# PROBLEM REQUIREMENTS
Gather every line in the records that contains the string "trace", keeping them in their original order.

>> START

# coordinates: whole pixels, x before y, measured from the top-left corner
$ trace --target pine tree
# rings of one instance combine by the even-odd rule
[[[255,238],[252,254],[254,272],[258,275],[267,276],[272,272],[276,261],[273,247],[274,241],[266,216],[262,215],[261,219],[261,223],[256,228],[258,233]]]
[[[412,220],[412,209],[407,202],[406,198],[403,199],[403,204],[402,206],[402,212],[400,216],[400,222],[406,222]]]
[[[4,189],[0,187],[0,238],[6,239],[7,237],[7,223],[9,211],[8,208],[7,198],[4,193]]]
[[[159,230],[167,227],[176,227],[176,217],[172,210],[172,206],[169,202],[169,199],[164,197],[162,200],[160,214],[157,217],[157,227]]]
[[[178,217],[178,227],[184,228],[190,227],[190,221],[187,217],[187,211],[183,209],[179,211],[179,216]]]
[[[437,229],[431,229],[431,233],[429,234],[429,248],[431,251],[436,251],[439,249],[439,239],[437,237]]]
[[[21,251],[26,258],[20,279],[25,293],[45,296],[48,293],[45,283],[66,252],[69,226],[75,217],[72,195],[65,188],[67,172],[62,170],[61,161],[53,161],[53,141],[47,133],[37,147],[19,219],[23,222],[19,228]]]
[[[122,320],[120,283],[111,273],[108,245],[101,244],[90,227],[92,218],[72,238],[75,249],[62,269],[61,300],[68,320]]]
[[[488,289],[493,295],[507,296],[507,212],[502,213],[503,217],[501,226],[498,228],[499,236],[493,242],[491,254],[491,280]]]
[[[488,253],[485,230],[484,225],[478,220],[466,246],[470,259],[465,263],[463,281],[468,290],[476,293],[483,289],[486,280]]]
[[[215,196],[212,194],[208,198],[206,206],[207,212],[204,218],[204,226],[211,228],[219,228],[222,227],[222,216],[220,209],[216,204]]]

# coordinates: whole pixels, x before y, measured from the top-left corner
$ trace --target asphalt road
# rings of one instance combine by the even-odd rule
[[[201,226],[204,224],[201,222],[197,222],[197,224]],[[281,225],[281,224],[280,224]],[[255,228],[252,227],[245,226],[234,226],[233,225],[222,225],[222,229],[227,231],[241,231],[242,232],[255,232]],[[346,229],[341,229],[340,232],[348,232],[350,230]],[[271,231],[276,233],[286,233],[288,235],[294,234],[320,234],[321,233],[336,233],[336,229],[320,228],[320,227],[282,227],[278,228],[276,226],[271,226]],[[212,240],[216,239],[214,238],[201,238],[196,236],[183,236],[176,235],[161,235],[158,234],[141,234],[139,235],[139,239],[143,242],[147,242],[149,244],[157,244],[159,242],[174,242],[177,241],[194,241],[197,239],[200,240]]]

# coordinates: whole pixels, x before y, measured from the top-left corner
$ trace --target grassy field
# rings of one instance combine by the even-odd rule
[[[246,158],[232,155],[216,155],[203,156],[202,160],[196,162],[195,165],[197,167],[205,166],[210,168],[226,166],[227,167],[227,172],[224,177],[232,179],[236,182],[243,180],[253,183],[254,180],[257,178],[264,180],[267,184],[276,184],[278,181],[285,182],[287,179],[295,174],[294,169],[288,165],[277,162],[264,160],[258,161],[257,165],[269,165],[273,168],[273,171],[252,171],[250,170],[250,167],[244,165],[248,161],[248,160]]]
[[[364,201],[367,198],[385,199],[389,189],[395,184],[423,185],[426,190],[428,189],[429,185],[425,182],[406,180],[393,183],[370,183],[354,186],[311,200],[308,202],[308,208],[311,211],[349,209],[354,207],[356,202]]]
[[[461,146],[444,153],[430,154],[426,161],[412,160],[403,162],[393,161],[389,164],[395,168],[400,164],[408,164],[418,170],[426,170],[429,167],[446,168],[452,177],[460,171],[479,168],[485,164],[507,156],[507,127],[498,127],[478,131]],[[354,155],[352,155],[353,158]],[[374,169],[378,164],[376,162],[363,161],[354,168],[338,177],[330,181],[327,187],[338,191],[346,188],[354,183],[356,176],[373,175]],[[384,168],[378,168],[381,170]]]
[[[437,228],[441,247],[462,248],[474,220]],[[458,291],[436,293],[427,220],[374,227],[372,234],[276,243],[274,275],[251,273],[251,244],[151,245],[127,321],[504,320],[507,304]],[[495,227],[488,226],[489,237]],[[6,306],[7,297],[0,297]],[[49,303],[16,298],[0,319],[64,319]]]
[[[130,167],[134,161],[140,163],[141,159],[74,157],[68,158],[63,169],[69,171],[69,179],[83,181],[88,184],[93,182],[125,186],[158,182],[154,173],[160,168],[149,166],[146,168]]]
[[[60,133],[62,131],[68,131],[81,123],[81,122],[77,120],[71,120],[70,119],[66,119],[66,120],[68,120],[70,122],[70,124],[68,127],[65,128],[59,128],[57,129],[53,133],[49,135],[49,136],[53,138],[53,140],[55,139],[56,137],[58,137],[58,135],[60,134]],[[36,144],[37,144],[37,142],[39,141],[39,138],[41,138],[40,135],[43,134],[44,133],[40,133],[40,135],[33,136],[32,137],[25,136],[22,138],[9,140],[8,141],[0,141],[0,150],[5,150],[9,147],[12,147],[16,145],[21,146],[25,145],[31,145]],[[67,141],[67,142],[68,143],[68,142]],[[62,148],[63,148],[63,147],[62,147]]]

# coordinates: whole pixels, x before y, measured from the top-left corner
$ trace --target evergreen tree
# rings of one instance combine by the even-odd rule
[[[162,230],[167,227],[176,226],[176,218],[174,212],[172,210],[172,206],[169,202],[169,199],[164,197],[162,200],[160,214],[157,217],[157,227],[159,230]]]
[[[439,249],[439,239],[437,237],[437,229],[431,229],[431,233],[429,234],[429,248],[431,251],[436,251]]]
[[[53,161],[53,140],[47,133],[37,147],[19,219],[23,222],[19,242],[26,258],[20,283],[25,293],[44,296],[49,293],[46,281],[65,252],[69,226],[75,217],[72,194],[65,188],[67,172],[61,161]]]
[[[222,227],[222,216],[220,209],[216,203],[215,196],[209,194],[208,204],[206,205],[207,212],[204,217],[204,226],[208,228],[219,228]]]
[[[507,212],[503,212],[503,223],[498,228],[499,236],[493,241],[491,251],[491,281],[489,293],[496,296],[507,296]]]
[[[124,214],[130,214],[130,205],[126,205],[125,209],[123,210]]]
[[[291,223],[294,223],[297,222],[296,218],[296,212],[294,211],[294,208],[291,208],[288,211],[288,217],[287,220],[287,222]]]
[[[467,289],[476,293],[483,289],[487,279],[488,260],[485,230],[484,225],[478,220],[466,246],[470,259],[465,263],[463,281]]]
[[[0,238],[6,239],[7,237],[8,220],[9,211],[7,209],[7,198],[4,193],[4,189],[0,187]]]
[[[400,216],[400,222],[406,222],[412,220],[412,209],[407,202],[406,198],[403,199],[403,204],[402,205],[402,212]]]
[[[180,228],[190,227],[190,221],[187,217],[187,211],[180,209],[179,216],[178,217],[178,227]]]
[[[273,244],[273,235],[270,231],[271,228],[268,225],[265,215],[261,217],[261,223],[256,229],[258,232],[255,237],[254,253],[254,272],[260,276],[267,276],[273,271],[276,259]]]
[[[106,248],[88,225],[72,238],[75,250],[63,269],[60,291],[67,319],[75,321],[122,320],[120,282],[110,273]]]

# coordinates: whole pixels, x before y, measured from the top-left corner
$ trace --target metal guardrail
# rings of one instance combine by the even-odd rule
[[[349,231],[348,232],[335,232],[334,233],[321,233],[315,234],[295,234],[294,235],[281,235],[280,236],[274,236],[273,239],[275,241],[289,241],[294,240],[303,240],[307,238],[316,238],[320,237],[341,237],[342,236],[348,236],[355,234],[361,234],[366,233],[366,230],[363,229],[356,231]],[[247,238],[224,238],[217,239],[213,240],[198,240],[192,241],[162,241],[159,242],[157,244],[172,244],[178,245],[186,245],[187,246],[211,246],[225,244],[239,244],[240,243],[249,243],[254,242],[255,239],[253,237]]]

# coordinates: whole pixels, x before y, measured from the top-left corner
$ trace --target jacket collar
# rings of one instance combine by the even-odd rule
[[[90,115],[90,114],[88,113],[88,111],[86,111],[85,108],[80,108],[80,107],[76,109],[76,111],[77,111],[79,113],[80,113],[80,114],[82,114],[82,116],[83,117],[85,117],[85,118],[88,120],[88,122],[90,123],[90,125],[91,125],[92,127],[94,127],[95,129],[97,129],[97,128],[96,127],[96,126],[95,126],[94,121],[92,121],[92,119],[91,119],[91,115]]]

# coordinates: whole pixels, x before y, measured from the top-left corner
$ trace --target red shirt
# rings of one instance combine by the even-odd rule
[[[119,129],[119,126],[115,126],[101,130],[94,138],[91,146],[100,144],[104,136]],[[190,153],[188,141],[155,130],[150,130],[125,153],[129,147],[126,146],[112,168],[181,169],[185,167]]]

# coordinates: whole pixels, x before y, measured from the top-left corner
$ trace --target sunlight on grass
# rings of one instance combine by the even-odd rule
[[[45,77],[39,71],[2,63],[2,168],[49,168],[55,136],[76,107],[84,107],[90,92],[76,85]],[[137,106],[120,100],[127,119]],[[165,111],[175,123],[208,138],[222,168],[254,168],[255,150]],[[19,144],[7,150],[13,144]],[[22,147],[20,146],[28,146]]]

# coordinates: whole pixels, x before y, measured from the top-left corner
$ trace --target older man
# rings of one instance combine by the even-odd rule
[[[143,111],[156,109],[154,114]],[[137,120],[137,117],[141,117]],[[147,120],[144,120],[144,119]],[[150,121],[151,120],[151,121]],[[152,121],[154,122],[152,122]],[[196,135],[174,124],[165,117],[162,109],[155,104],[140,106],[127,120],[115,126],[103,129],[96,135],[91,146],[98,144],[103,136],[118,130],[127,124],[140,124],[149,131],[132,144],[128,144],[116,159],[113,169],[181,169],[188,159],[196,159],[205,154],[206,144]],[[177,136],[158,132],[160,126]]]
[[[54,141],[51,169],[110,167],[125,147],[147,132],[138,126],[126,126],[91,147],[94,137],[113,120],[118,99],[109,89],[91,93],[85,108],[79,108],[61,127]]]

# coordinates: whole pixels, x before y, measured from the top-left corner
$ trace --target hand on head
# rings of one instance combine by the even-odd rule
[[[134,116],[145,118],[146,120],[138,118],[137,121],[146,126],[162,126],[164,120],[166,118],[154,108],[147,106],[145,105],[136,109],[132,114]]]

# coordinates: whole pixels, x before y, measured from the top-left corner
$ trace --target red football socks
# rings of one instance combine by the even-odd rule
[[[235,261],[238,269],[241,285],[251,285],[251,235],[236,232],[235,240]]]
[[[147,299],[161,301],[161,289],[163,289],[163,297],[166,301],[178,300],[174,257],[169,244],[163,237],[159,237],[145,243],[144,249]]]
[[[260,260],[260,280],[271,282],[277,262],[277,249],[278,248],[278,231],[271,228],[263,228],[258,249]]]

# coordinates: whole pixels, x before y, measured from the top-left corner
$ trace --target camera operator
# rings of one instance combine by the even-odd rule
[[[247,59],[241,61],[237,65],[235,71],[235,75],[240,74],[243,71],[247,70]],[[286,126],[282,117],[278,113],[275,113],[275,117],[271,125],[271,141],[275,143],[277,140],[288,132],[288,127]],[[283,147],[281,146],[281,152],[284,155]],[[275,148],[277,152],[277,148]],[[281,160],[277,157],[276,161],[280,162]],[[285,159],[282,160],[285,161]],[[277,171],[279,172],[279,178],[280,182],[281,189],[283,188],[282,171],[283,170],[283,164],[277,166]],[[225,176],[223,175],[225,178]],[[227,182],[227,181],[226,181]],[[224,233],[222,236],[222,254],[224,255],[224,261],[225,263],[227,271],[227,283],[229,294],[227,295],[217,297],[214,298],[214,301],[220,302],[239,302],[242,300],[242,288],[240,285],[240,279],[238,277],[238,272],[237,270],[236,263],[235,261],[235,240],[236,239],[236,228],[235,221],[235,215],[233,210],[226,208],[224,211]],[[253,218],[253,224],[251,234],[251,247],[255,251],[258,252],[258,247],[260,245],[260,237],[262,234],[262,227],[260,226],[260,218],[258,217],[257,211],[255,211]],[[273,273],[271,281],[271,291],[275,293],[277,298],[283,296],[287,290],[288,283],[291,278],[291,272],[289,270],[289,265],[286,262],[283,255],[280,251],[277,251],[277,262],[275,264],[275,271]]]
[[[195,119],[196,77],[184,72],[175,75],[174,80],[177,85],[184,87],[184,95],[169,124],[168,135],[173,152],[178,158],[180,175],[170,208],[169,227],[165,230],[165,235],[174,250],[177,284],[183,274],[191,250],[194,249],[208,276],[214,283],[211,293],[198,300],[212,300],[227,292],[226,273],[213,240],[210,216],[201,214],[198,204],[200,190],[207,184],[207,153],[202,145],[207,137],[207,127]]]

>> END

# SOLUTION TO THIS PROBLEM
$ trace --target pine tree
$ trace --target asphalt road
$ trace --target grassy field
$ trace --target evergreen tree
$ trace --target metal guardrail
$ trace --target jacket collar
$ trace --target red shirt
$ trace --target sunlight on grass
$ trace --target older man
$ trace --target hand on head
$ trace --target red football socks
$ trace --target camera operator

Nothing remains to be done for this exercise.